start

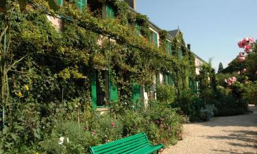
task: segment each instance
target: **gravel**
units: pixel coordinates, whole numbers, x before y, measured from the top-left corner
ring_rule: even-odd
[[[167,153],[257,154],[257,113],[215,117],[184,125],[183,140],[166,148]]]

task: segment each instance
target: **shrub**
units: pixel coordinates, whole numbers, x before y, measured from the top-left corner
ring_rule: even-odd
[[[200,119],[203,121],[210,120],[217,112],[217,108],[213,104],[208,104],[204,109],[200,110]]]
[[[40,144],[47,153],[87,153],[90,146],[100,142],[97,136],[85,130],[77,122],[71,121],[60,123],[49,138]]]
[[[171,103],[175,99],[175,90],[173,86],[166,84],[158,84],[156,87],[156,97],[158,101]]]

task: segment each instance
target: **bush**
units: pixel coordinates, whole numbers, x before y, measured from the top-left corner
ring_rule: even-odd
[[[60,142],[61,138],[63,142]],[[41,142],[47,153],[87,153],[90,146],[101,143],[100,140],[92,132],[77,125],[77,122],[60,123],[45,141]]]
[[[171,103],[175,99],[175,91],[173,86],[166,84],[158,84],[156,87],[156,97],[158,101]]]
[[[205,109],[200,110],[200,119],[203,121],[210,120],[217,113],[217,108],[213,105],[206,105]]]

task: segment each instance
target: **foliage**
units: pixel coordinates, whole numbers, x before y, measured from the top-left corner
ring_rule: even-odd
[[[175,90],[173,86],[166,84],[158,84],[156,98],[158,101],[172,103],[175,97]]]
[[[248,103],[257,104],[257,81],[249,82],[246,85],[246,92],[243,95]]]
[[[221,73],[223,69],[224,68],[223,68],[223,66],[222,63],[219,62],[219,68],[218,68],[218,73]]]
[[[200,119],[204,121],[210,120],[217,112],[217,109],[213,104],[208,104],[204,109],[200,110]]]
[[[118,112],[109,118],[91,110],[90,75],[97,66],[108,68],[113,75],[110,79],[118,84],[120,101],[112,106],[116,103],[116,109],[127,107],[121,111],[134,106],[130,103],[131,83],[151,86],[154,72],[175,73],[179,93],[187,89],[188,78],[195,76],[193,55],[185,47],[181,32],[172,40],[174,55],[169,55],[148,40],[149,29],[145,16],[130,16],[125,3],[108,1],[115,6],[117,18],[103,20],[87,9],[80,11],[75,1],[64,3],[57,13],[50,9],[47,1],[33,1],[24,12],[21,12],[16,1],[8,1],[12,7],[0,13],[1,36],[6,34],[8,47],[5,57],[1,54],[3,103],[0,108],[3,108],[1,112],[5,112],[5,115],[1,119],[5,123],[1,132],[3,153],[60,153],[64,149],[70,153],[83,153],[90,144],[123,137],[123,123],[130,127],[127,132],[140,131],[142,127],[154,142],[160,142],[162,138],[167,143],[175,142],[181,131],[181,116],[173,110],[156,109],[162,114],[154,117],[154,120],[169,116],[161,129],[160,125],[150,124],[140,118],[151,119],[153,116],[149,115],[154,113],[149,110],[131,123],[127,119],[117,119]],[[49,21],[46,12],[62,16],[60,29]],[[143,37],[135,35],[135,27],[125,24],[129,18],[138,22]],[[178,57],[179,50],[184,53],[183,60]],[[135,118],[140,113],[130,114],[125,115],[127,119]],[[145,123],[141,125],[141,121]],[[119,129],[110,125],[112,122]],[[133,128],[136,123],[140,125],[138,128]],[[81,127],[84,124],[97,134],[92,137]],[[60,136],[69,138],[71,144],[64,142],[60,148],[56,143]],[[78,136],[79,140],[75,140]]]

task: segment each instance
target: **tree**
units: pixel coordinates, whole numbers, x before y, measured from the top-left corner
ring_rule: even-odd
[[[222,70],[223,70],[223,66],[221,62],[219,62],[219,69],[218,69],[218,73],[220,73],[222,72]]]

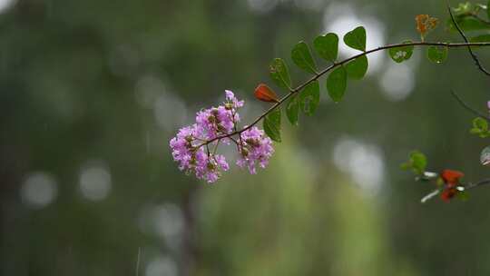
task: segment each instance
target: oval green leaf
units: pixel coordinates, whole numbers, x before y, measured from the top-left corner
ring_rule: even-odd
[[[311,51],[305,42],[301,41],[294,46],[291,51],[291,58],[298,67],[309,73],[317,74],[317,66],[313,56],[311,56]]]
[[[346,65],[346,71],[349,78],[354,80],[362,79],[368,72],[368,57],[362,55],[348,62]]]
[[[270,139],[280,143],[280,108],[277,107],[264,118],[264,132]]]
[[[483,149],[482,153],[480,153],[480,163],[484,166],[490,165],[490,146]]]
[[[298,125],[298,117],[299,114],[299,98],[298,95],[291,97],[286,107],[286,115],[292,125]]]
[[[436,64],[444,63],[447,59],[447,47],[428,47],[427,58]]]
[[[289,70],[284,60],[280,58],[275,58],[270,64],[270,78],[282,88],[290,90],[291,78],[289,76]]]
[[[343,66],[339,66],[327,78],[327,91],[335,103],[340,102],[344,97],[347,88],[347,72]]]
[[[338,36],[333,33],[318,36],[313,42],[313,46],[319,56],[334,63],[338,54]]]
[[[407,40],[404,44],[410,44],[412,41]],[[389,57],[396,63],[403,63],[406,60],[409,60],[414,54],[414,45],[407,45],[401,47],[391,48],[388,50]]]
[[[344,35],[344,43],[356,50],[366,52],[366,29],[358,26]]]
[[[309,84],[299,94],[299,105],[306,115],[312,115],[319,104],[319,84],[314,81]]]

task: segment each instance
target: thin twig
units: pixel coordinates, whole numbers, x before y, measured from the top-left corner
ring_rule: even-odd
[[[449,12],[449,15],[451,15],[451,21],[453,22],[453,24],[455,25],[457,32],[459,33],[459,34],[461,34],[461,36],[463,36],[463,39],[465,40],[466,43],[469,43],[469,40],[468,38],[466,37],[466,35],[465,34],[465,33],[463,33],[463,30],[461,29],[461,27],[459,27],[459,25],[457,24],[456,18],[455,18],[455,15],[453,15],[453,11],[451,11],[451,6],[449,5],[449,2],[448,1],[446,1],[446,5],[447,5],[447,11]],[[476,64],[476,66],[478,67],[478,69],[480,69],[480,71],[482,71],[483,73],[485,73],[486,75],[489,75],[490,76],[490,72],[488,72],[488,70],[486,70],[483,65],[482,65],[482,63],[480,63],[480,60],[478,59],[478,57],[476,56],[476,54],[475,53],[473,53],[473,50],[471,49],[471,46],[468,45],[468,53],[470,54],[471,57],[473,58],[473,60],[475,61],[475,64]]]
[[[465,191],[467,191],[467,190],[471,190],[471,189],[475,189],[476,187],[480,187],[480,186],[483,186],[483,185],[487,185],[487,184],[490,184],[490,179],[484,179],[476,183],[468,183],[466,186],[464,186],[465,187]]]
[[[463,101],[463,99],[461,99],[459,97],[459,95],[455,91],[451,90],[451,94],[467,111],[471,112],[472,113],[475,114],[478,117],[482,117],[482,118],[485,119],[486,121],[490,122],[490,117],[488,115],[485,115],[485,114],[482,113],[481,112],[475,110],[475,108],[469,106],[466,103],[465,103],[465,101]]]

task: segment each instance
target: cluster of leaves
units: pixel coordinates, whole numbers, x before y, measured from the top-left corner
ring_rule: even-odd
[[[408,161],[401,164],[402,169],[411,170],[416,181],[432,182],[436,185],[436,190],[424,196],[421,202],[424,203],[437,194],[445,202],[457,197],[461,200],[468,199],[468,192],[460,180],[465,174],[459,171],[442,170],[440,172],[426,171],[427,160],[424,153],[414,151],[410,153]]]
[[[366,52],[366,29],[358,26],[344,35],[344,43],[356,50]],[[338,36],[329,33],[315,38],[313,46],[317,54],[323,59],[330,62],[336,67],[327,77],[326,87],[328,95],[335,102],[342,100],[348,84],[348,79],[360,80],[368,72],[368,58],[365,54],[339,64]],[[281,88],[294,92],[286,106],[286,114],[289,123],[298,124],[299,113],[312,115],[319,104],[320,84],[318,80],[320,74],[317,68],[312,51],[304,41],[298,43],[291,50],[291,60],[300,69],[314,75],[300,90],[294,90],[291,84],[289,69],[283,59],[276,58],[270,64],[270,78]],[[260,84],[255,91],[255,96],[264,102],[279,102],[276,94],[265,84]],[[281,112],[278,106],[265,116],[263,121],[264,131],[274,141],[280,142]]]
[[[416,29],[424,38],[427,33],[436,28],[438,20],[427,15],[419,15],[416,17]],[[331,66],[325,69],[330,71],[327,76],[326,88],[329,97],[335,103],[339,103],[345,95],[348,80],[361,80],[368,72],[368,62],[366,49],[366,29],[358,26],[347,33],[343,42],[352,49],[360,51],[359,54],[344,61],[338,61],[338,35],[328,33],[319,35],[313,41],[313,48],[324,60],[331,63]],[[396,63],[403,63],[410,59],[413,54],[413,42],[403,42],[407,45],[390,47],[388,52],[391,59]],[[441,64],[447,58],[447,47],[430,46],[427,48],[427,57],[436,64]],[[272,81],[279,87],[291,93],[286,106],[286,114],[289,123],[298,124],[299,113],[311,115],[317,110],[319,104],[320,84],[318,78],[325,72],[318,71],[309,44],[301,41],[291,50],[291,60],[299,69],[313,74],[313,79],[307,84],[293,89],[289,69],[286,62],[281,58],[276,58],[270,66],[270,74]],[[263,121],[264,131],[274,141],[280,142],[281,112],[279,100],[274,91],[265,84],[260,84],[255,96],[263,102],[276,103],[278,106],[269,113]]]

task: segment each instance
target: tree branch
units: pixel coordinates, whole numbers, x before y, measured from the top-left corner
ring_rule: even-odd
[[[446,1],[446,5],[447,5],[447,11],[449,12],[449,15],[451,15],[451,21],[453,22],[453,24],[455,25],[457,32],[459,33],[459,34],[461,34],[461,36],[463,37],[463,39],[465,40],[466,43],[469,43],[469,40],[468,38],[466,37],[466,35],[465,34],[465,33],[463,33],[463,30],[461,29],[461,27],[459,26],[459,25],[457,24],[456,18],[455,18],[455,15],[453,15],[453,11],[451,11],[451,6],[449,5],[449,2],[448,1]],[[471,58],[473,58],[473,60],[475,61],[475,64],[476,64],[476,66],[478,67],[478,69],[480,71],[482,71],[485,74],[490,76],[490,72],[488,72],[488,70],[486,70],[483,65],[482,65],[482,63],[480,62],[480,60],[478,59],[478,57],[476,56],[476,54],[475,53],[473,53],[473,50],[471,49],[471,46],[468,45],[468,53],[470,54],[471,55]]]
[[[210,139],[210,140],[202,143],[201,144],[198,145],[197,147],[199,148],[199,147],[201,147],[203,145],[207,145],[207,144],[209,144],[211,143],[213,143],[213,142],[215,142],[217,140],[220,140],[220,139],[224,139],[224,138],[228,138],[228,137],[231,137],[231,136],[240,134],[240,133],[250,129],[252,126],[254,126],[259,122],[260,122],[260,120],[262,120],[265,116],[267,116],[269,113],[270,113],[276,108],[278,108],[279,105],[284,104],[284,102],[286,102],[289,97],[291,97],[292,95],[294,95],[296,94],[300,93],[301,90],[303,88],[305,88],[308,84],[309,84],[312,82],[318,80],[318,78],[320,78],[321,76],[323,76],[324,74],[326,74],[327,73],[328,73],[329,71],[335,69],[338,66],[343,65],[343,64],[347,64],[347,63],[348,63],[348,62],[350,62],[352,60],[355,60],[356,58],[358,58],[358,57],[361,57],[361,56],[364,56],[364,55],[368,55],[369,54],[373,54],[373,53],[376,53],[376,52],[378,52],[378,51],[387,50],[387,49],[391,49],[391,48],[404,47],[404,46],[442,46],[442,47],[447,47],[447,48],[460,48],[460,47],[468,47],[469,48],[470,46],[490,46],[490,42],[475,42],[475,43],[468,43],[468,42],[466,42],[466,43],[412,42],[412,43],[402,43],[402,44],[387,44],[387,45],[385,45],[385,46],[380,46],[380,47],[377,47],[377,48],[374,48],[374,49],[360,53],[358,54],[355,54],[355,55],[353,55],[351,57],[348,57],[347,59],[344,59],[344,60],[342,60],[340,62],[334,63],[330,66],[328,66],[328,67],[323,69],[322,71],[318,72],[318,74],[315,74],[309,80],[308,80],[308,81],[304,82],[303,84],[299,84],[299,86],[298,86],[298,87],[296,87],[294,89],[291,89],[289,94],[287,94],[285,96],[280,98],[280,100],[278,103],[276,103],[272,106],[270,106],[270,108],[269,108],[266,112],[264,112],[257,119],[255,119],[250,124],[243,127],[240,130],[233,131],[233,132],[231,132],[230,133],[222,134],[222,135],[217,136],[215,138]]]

end

→ Written instruction
Locate every line in the data that contains the word "target", and copy each of those lines.

→ Answer
target: **gravel**
target: **shrub**
target: **bush**
target: **foliage**
target: **tree**
target: oval green leaf
target: thin twig
target: cluster of leaves
target: tree branch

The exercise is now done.